- _Given request_
Lay out all of the records below as a Markdown table with the columns "Line No." and "Record Text", giving each nonblank line its own numbered row. Omit the pictures from the table.

- - - - -

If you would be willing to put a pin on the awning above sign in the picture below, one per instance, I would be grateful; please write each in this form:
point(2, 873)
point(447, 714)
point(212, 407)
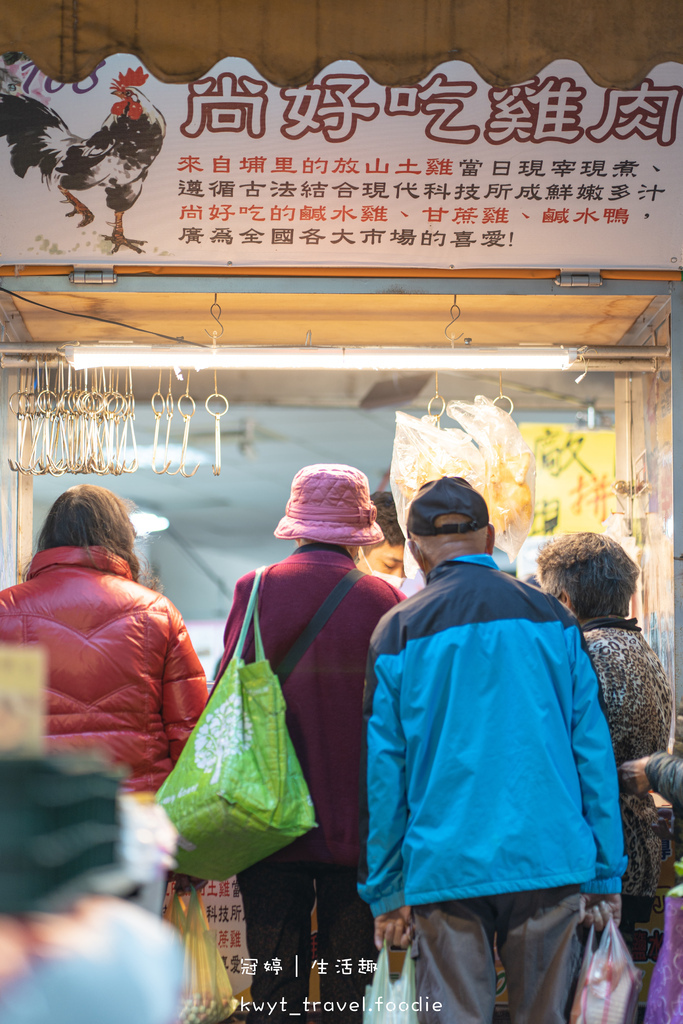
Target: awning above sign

- - - - -

- _Reply to the task_
| Line No. | Record Text |
|---|---|
| 1 | If you would be willing to put a pin on the awning above sign in the picture below, one per instance, I would be grateful; please write each in this form: |
| 2 | point(2, 873) |
| 3 | point(447, 714) |
| 4 | point(212, 407) |
| 5 | Target: awning above sign |